[Begin]
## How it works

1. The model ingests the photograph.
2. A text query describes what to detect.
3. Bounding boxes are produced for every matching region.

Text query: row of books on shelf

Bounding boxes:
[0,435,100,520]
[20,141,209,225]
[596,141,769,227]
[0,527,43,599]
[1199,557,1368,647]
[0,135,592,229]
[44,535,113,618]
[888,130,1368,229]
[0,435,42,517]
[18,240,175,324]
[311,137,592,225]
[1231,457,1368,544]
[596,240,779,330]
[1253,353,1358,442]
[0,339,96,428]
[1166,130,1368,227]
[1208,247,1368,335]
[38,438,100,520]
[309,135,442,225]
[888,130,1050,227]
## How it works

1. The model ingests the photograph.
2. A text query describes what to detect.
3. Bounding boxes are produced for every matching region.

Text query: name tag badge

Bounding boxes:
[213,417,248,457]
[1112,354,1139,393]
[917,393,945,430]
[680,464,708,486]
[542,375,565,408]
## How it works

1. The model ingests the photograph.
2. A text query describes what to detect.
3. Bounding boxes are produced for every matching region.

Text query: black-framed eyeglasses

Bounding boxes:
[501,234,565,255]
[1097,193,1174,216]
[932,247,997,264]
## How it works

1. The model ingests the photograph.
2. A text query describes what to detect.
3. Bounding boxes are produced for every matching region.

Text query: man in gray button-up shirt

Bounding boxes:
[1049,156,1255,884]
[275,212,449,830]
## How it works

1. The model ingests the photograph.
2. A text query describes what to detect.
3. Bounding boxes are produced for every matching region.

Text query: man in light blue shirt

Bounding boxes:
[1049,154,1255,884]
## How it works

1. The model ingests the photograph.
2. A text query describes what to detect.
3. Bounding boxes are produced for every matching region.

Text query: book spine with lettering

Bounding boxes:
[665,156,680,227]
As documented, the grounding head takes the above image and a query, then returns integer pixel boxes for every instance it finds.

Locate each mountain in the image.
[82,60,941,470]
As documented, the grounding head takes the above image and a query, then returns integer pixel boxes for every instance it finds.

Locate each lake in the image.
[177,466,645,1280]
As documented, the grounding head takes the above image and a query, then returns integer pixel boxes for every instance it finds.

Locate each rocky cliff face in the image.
[End]
Set exercise
Find each line in the items above that contains the word "Locate" and copy those lines out. Case counts.

Final result
Locate each mountain in the image.
Locate each lake in the image.
Locate each rocky cliff face in the image.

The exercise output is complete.